Records from a pointing dataset

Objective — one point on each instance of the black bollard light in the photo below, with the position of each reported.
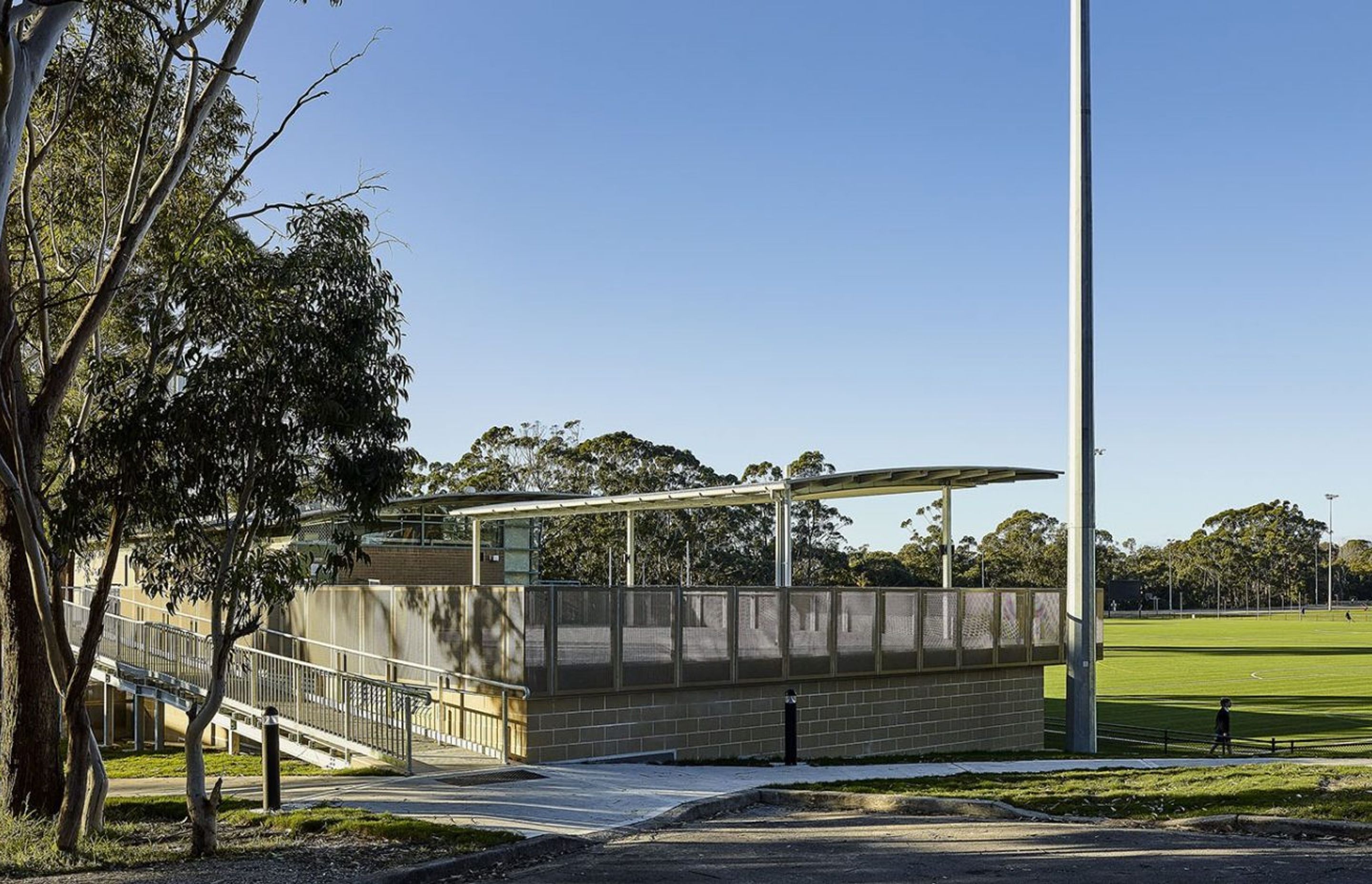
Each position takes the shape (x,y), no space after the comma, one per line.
(271,761)
(791,727)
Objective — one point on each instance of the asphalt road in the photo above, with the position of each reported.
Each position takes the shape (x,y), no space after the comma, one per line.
(772,844)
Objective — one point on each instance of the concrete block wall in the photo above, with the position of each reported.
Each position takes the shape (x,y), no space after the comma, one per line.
(870,715)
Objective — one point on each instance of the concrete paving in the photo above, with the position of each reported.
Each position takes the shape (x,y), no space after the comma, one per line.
(585,799)
(772,844)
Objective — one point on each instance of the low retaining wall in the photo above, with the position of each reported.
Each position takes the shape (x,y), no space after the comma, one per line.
(994,710)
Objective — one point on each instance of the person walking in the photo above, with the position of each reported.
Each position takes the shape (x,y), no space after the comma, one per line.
(1221,729)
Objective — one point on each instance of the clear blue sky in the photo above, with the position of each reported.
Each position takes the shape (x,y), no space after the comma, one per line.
(758,228)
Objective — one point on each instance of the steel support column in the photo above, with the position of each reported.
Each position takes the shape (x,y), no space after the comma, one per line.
(630,556)
(784,540)
(476,552)
(947,536)
(1081,470)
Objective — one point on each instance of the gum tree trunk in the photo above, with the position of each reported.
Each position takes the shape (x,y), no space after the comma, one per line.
(80,747)
(201,806)
(30,766)
(99,790)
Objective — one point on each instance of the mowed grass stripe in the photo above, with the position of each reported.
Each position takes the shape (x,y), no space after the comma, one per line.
(1289,676)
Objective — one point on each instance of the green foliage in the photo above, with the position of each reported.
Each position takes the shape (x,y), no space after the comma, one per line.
(161,808)
(292,359)
(144,832)
(328,820)
(1309,793)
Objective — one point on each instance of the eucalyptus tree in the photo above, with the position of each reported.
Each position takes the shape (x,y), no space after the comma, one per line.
(122,150)
(289,390)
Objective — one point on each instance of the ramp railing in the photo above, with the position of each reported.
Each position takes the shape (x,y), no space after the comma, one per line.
(457,710)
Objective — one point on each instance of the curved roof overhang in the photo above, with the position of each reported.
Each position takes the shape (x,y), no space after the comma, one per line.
(858,483)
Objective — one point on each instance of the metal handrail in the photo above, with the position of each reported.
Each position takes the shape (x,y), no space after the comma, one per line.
(354,710)
(444,673)
(435,720)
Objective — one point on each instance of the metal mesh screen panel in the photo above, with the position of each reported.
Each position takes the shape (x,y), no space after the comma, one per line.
(704,636)
(512,654)
(584,639)
(940,629)
(373,606)
(535,639)
(810,613)
(319,615)
(1047,626)
(486,633)
(445,631)
(857,621)
(979,639)
(1012,642)
(759,633)
(900,632)
(648,637)
(411,626)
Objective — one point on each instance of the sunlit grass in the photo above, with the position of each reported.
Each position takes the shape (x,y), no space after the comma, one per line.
(1312,793)
(1289,676)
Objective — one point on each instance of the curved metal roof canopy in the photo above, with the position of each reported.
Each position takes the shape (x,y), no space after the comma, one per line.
(858,483)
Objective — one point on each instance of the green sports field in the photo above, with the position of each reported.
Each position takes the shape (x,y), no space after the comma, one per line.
(1289,676)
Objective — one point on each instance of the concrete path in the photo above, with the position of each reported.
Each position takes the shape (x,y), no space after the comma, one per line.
(584,799)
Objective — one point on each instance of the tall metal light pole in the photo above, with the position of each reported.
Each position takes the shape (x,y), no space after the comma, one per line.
(1081,469)
(1330,588)
(1171,610)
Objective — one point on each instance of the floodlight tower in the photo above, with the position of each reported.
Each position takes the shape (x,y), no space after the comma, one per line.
(1330,589)
(1081,469)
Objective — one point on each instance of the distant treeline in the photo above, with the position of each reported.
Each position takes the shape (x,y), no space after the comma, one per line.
(1264,552)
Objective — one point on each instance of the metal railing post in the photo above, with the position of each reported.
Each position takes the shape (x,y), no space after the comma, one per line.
(409,736)
(505,727)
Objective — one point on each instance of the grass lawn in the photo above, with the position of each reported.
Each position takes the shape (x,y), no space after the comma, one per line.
(1289,677)
(153,831)
(1312,793)
(127,763)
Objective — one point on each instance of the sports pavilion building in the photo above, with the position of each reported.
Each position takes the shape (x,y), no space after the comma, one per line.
(684,672)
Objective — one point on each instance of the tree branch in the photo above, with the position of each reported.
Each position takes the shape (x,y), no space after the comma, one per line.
(65,366)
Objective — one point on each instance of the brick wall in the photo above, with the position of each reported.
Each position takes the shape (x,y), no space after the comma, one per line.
(424,566)
(873,715)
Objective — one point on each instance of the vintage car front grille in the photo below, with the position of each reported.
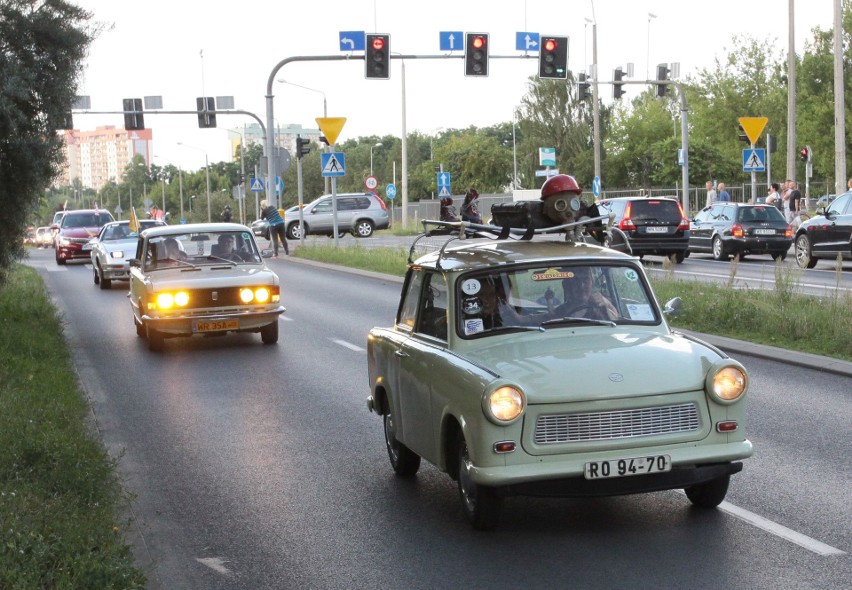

DIRECTIVE: Select every line above that contains the string "grass" and copy each one out.

FINISHED TASK:
Objective — one point on each instance of the mowed grass stripe in the photo above, with the position of each reported.
Objective — one point on each instance of the sunlit grass in the photo above, with the position of each reported.
Objective — one point on each instance of the grass lawn in the photo above, with the position of each reported.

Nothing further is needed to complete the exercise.